Problem requirements ▸
Every line of the material is to be quoted verbatim, minus the pictures.

Information shown ▸
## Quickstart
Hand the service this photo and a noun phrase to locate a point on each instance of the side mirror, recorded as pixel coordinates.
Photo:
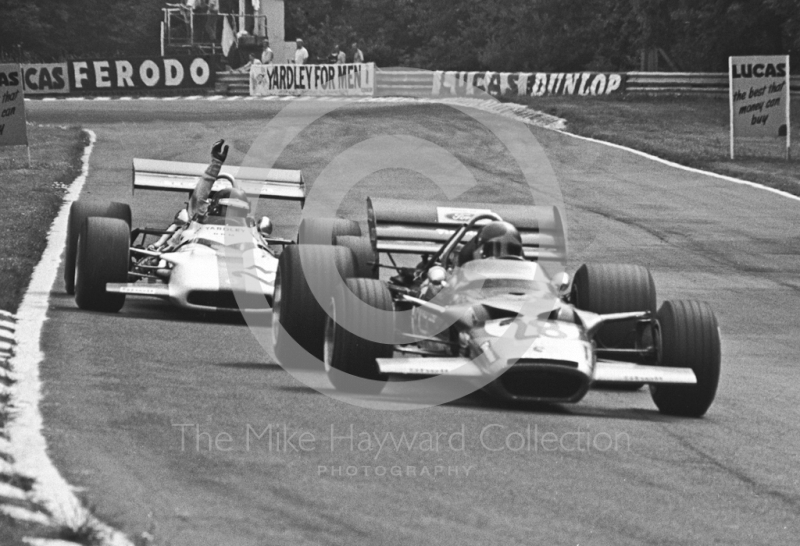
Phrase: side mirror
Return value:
(436, 274)
(265, 226)
(182, 218)
(561, 282)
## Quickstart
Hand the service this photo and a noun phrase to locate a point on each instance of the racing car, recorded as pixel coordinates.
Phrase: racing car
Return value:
(497, 309)
(211, 263)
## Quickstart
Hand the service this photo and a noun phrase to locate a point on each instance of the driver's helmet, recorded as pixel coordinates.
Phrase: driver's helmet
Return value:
(229, 203)
(499, 240)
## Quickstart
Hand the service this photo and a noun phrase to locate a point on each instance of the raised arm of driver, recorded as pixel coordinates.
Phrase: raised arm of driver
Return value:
(199, 201)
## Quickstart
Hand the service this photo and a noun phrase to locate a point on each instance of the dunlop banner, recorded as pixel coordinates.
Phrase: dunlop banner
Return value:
(534, 84)
(13, 130)
(759, 97)
(45, 78)
(313, 79)
(140, 73)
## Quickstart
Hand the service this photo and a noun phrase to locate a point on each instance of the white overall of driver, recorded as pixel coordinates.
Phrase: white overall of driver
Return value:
(197, 207)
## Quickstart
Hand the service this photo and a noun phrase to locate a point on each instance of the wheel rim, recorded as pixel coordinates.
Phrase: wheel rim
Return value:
(75, 282)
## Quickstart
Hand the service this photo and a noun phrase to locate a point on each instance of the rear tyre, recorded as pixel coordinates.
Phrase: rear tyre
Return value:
(323, 231)
(615, 288)
(345, 350)
(689, 339)
(78, 212)
(365, 255)
(298, 318)
(102, 257)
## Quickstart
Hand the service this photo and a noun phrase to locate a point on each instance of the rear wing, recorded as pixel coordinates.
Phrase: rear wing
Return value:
(408, 227)
(153, 174)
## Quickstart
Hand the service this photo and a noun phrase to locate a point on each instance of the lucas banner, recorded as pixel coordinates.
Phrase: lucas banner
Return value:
(759, 96)
(140, 74)
(47, 78)
(531, 84)
(313, 79)
(13, 130)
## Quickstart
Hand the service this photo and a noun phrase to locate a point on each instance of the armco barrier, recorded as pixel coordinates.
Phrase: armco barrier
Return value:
(685, 82)
(412, 83)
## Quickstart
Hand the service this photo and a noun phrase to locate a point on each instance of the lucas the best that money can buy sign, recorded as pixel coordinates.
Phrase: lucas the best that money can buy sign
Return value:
(759, 96)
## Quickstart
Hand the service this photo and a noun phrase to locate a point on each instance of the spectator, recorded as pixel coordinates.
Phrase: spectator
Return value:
(358, 56)
(267, 55)
(333, 56)
(301, 55)
(252, 60)
(211, 20)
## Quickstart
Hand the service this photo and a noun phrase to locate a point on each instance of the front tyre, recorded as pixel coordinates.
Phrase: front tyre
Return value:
(349, 358)
(298, 318)
(79, 211)
(689, 339)
(103, 256)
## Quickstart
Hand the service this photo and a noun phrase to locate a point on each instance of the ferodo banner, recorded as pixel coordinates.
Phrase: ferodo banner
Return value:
(45, 78)
(759, 96)
(13, 130)
(313, 79)
(140, 73)
(535, 84)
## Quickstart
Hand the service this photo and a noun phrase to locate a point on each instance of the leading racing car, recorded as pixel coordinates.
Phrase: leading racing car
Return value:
(487, 302)
(220, 259)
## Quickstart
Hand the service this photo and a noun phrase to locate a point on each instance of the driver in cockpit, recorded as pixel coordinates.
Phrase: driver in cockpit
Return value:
(494, 240)
(229, 206)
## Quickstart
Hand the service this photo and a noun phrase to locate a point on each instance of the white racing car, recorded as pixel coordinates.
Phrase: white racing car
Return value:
(223, 261)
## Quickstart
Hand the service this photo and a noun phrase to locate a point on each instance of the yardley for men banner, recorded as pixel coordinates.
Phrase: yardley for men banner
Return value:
(45, 78)
(140, 74)
(312, 79)
(535, 84)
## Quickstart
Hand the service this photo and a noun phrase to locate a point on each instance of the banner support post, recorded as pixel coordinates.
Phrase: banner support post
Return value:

Solution ▸
## Quickstart
Hand the service this photo and a noun phrase to locate a point on each instance of the side mirror, recorded as pixel coordinates.
Photo:
Phrase: side mirror
Return value:
(436, 274)
(265, 226)
(182, 218)
(561, 282)
## Quickstart
Hand the service this photo and a noun phrase to locate a point on each instance of the racing car, recorded as pixel coordinates.
Phrase: racing car
Return value:
(497, 309)
(211, 263)
## Quickstart
Hand the service this photo and a noun phrase to locate a point on each instance of the driver's helmet, recorded as pixel coordinates.
Phrase: driver's helmet
Return value:
(229, 203)
(499, 240)
## Quickstart
Hand the service this photo and a noun phrase to locate a point on each instance of the raised arm of driver, recorded as pixel coordinates.
Phrase: raised arm of driver
Return value:
(199, 201)
## Quickstart
Hand the service this photo and a noun phrase to locate a point on each instance of the dunlop banner, recorded as pixel coordinates.
Phrase: dunlop banner
Return value:
(534, 84)
(13, 130)
(759, 97)
(45, 78)
(313, 79)
(140, 73)
## Quickstart
Hand the service this photo and a noun phrase to locate a point on each instance of the white overall of driver, recorded as pixel coordinates.
Phrase: white overall of driver
Return value:
(197, 207)
## Quickstart
Hand the service this photo and a noun phrase to locate a point on each instance of the wheel rim, recorded as pixel coordinates.
Phrase: wheel rim
Return value:
(75, 282)
## Quickstart
Hand the service this photo and a noun phrase to locate a point on each instance of the rear tyre, recorded as pixel coordinates.
Phrase: rear tyre
Return value:
(323, 231)
(615, 288)
(345, 350)
(689, 339)
(78, 212)
(365, 255)
(298, 318)
(102, 257)
## Quickstart
Hand the service this photo and a noun phrase to locate a point on each instance of the rear wing, recorded as pixel coordinates.
Phrase: rear wing
Return value:
(408, 227)
(153, 174)
## Quickstart
Hand the service this photo and a noun phrase to locate a point on each instance of the lucas banner, recorded as pixel coordinates.
Phrase: lucas banner
Return value:
(759, 96)
(140, 74)
(47, 78)
(531, 84)
(313, 79)
(13, 130)
## Quickstart
Hand the service this photo and a noun phrase to locate a point on each instance of the armco barrier, recorded as pixel coordinates.
Phrase: armco barrier
Return value:
(685, 82)
(412, 83)
## Quickstart
Hand the service this photo and a noun phrase to locate a point on each instance of the lucas the best that money can buy sign, recorded as pixel coordinates.
Phrase: lucas the best that money can buy sign
Return value:
(759, 96)
## Quickstart
Hand the service this photo and a noun phrase to locate a point on each instance of the spectator, recorded as pixel coordinates.
Phrase: spectator
Return value:
(358, 56)
(267, 55)
(333, 56)
(301, 55)
(252, 60)
(211, 20)
## Quickstart
Hand the service this photo and a noun phrase to locate a point on each instance of the front tyre, recorded as pixel coordinates.
Phrase: front tyre
Return value:
(349, 358)
(298, 318)
(79, 211)
(689, 339)
(103, 256)
## Quickstart
Hand the service this photo and a noun phrase to locate a point on each instance of the ferodo banner, recorded as pixel coordinates.
Phrase: ferodo banner
Return value:
(45, 78)
(759, 96)
(13, 130)
(313, 79)
(140, 73)
(535, 84)
## Quickstart
Hand the service this photo and a noun phrase to locate a point on each instance of the leading racing car, recorded as pixel coordinates.
Phrase: leading racing car
Return value:
(487, 302)
(220, 259)
## Quickstart
Hand the service this photo and a noun phrase to locate a point on each instance of the driver in cockpit, recorded as pixel coordinates.
Phrase: driver in cockpit
Return value:
(494, 240)
(229, 206)
## Quickstart
Hand the service this photo and a noun phrase to locate a point on each instance of the white racing car, recorded as pixel coordinates.
Phrase: white racing car
Return value:
(223, 261)
## Quickstart
Hand the service this photo and a noun phrase to locate a point on each instance of the yardley for men banner, recorded as pixel coordinates.
Phrase: yardley for men banner
Return value:
(45, 78)
(140, 74)
(312, 79)
(535, 84)
## Quickstart
Hand the service this photo and a noun phrase to locate a point on each instance of the banner support post, recorded as pixel coordinates.
Phrase: banner support post
Return value:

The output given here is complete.